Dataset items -
=======
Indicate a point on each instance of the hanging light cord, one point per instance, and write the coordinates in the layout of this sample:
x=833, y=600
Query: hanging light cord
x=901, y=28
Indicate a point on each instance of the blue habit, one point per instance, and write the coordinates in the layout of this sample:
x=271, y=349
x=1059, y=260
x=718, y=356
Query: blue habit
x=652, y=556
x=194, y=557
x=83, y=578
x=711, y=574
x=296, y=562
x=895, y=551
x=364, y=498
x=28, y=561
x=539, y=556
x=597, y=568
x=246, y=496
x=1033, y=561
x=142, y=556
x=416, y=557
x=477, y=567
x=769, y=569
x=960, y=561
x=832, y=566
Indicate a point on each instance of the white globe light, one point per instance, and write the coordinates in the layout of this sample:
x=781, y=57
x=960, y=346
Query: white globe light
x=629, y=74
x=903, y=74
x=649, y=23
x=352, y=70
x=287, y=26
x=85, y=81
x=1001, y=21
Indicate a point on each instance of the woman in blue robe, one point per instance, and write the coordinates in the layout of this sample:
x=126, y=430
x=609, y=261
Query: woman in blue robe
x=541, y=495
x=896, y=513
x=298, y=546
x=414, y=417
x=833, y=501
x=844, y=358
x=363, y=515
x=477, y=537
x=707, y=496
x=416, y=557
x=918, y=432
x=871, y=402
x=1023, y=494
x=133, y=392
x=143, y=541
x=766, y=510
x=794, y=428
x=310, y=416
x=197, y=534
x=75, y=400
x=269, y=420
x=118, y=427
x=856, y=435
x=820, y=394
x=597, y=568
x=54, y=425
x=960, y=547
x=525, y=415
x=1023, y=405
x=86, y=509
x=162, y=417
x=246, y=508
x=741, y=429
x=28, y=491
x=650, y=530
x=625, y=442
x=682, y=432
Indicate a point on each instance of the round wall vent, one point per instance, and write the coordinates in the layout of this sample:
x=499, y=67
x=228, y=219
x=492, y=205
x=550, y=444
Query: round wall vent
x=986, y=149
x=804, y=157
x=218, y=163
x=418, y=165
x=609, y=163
=======
ABOUT THIS EXERCISE -
Find and count the lines of the data that include the string "layout", and report that figure by itself.

RESPONSE TO THE EXERCISE -
5